# SOURCE EXTRACT
#####

Also known as

Horizant, neurontin, bud, bud lite, gaba, gabby, gabbies, lyrica, nerontin


Depressant, analgesic


Gabapentin is a prescription medicine used to treat a variety of conditions including epilepsy, neuropathic pain (pain related to problems with nerve signals) and anxiety disorders.

Some people use gabapentin recreationally and consequently there is an illicit trade in this drug, including through online pharmacies [1].

What does it look like?

Gabapentin comes as white, yellow or orange tablets/capsules. They are normally swallowed, although powder from capsules may be snorted [1].


There has been an increase in the prescribing and use of this drug over the last five years, and with a growing black market of this drug being available without prescriptions through online suppliers [2].

Why take it?

Sought after effects

  • improved sociability,
  • euphoria,
  • relaxation,
  • a sense of calm [3],
  • cannabis-like high [2].

Undesired effects

  • drowsiness,
  • sedation,
  • respiratory depression,
  • death [3],
  • vomiting,
  • nausea,
  • flatulence,
  • constipation or diarrhoea,
  • poor muscle control,
  • visual disturbances [2].

How long do its effects last?

Onset of effects

  • 30 - 90 minutes [4].
  • all ROA's - 30 - 90 minutes [5].

Duration of effects

  • 5 - 8 hours [4].
  • all ROA's - 5 - 8 hours [5].

#####

# Image point grounding records

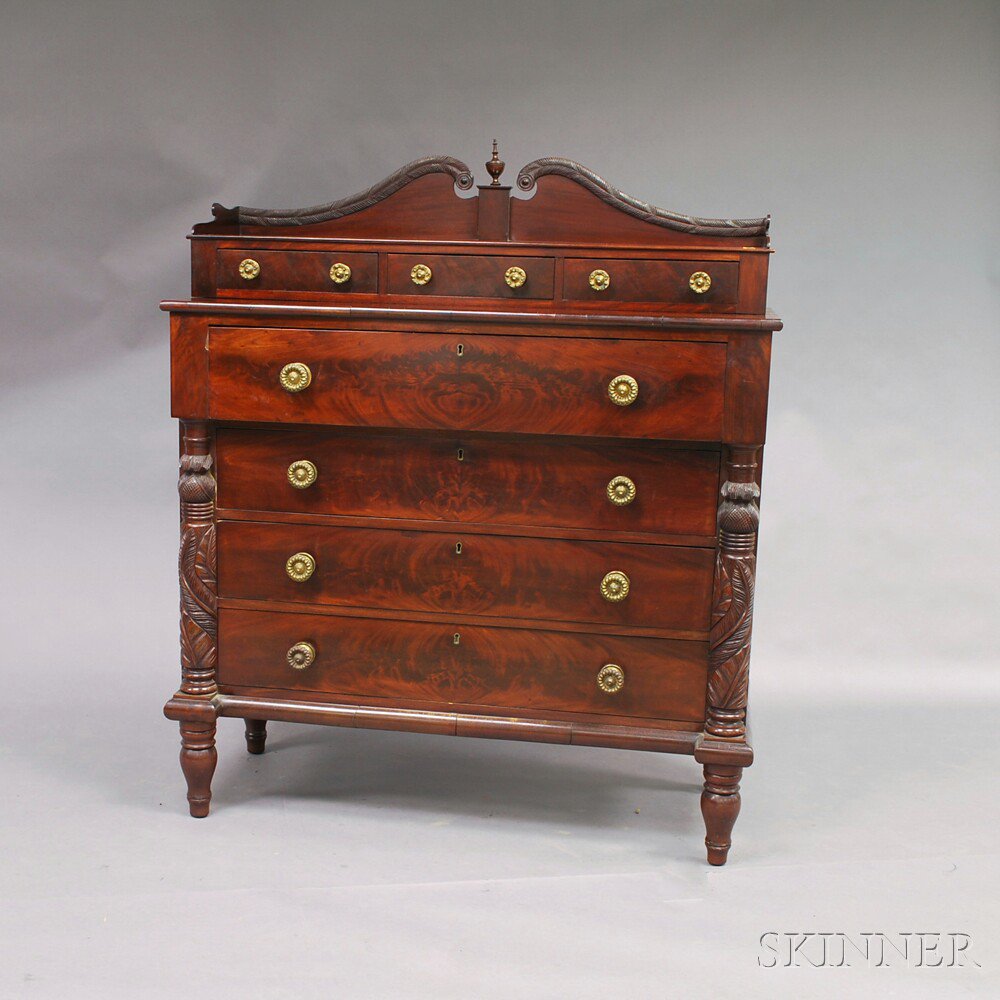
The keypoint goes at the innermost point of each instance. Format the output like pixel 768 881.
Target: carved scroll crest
pixel 597 185
pixel 354 203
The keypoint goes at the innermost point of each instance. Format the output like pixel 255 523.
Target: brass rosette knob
pixel 301 655
pixel 340 273
pixel 249 269
pixel 615 586
pixel 515 277
pixel 302 474
pixel 421 274
pixel 611 678
pixel 599 280
pixel 623 390
pixel 300 567
pixel 621 491
pixel 700 282
pixel 295 377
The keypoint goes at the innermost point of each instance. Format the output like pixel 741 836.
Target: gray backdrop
pixel 391 865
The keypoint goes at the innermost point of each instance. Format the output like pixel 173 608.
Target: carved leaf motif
pixel 198 578
pixel 597 185
pixel 730 637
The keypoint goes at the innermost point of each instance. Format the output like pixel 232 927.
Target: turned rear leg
pixel 256 735
pixel 720 805
pixel 198 759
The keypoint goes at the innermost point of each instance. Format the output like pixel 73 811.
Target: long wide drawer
pixel 499 667
pixel 656 586
pixel 531 385
pixel 613 486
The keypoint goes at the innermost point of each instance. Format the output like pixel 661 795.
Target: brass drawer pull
pixel 515 276
pixel 302 474
pixel 623 390
pixel 300 567
pixel 302 655
pixel 615 586
pixel 600 280
pixel 295 377
pixel 611 678
pixel 700 282
pixel 340 273
pixel 420 274
pixel 249 269
pixel 621 491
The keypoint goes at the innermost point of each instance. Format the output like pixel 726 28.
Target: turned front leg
pixel 256 735
pixel 720 805
pixel 198 759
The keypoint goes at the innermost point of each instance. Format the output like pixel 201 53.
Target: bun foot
pixel 720 805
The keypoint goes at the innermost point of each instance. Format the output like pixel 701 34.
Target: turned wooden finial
pixel 495 166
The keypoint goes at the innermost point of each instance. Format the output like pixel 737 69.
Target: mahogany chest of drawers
pixel 476 465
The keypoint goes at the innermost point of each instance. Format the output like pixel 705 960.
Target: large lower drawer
pixel 657 586
pixel 445 664
pixel 607 486
pixel 530 385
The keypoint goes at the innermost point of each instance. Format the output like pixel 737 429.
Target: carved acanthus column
pixel 192 706
pixel 732 608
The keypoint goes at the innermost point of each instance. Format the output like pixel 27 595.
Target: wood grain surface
pixel 532 385
pixel 467 274
pixel 670 586
pixel 489 666
pixel 653 281
pixel 306 271
pixel 474 478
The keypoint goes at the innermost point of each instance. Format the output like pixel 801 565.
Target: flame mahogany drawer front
pixel 531 385
pixel 668 587
pixel 485 277
pixel 460 664
pixel 336 272
pixel 603 485
pixel 475 462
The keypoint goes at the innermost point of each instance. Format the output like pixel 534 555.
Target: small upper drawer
pixel 297 271
pixel 460 274
pixel 709 283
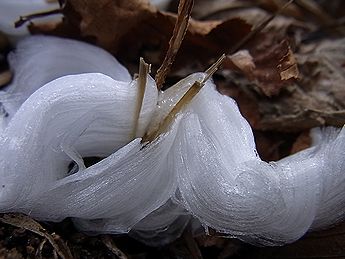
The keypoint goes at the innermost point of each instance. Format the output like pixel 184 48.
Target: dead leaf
pixel 130 29
pixel 180 29
pixel 22 221
pixel 271 67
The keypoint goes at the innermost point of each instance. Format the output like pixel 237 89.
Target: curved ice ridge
pixel 205 165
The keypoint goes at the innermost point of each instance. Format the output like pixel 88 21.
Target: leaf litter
pixel 287 78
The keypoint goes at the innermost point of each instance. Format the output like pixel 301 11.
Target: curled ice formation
pixel 38 60
pixel 204 166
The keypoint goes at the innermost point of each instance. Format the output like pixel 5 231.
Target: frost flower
pixel 203 165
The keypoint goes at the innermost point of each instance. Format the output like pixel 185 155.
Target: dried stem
pixel 183 102
pixel 26 18
pixel 180 29
pixel 259 28
pixel 144 70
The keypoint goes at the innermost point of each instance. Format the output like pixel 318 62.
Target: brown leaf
pixel 130 29
pixel 271 67
pixel 180 29
pixel 22 221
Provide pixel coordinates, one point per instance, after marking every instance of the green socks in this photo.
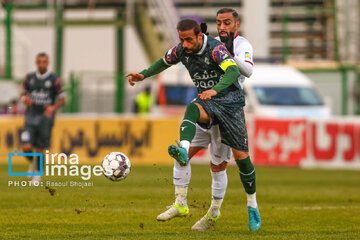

#####

# WORK TASK 1
Transcribe everything in the gabapentin page from "Gabapentin is a" down to "be snorted [1].".
# WORK TASK 2
Answer these questions from the gabapentin page:
(a) Which conditions is gabapentin prescribed to treat?
(b) What colors do the tablets or capsules come in?
(c) How long do its effects last?

# PROBLEM SOLUTION 1
Gabapentin is a prescription medicine used to treat a variety of conditions including epilepsy, neuropathic pain (pain related to problems with nerve signals) and anxiety disorders.

Some people use gabapentin recreationally and consequently there is an illicit trade in this drug, including through online pharmacies [1].

What does it look like?

Gabapentin comes as white, yellow or orange tablets/capsules. They are normally swallowed, although powder from capsules may be snorted [1].

# PROBLEM SOLUTION 2
(a) Epilepsy, neuropathic pain and anxiety disorders.
(b) White, yellow or orange.
(c) 5 - 8 hours.